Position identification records
>>>>

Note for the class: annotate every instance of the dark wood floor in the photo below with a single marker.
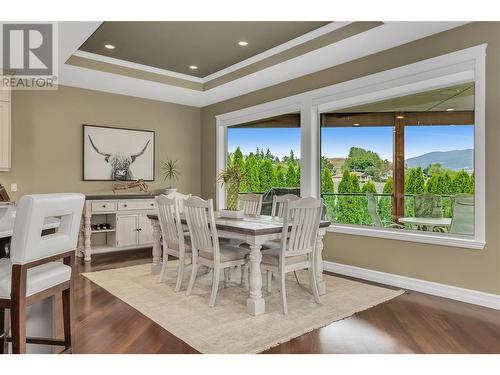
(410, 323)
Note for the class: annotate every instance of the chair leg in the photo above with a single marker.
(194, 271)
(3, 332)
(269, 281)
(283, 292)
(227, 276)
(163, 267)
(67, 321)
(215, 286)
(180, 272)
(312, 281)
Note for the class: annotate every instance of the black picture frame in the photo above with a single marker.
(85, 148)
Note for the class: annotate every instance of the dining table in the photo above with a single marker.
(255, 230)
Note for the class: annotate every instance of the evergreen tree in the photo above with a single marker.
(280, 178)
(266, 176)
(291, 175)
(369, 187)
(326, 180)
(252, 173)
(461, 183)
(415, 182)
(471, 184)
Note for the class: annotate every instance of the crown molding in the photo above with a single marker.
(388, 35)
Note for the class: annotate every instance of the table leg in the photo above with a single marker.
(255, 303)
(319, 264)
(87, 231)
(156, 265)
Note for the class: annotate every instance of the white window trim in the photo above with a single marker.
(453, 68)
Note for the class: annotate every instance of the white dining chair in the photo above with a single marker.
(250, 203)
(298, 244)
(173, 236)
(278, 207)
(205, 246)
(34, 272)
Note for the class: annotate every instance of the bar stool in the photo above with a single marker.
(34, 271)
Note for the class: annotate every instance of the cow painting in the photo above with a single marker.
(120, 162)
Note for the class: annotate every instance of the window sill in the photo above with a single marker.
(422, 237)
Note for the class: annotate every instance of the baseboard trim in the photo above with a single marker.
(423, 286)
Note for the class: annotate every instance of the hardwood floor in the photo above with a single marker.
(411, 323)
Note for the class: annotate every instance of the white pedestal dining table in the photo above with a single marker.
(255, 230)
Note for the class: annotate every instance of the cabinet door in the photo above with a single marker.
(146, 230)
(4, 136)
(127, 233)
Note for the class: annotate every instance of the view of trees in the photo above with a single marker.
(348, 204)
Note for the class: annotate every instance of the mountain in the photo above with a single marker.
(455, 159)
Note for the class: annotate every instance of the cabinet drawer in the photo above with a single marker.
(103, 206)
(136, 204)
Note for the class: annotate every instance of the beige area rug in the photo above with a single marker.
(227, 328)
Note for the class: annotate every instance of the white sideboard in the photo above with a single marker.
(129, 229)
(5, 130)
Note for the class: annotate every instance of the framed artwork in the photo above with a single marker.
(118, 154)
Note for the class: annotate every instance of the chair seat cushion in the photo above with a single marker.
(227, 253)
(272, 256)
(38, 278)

<<<<

**WHAT IS REQUIRED:** Copy all of the records above word for word, leaving out the pictures.

**COMPLETE RESPONSE:**
Note for the class: annotate every instance of the dark wood floor in the photo below with a single marker.
(410, 323)
Note for the class: annotate every instance of the chair leg in the photo above with a single marker.
(194, 271)
(3, 332)
(269, 281)
(283, 292)
(227, 276)
(163, 267)
(67, 321)
(215, 286)
(180, 272)
(312, 281)
Note for the class: annotate every instance of the black picture frame in the photo above with a single marker.
(85, 148)
Note for the class: annotate every instance of the dining table in the photo above with a single marker.
(255, 230)
Note for the class: annotate every instance of the evergreen tree in the photo above with a single marker.
(280, 178)
(266, 176)
(291, 175)
(369, 187)
(326, 180)
(252, 173)
(461, 183)
(415, 182)
(471, 184)
Note for the class: annotate every instance of the crown molding in the photo above with a single marker.
(388, 35)
Note for the class: annotate every instance of the table leg in the photo above with a single marker.
(255, 303)
(319, 264)
(87, 231)
(156, 265)
Note for the class: annotate every instance of the white window trim in the photo above with a single marker.
(453, 68)
Note for the class: annotate every instance of the white dining chair in the photo above with a single marker.
(250, 203)
(298, 244)
(173, 236)
(278, 207)
(205, 246)
(34, 272)
Note for the class: annotate every instance of the bar stool in the photo above with a single marker.
(34, 271)
Note for the class: annotate every instance of the cow painting in the photo above with a single marker.
(120, 162)
Note for the class: annotate every instance of the window sill in the photo above with a single marker.
(422, 237)
Note for the class: annotate every instance of the baseboard trim in the photo above with a single marker.
(423, 286)
Note for the class: annotate every instance of the hardwood floor in the photo above with a single marker.
(411, 323)
Note for the class: annotate every instance of the white pedestal dining table in the photo above with a single marker.
(255, 230)
Note for the class: annotate every instance of the cabinet door in the photo above with a single marker.
(146, 230)
(4, 136)
(127, 233)
Note for the class: annotate every instance of the view of trees in the photo above with a single marker.
(348, 204)
Note for the class: annotate every instance of the mountain in the photo above with a single marker.
(455, 159)
Note for the class: annotate every instance of the cabinet drawer in the photo above with a single marker.
(103, 206)
(136, 204)
Note for the class: annotate every instance of the beige area rug in the photo above with a single marker.
(227, 328)
Note for the class: annotate every instance of the white sideboard in the photo above with a single marker.
(129, 229)
(5, 130)
Note for the class: annotate every instance of the framed artwork in the photo above with a single marker.
(118, 154)
Note for the class: annotate every instance of the chair seat cushion in the photo above with a single marker.
(227, 253)
(272, 256)
(38, 278)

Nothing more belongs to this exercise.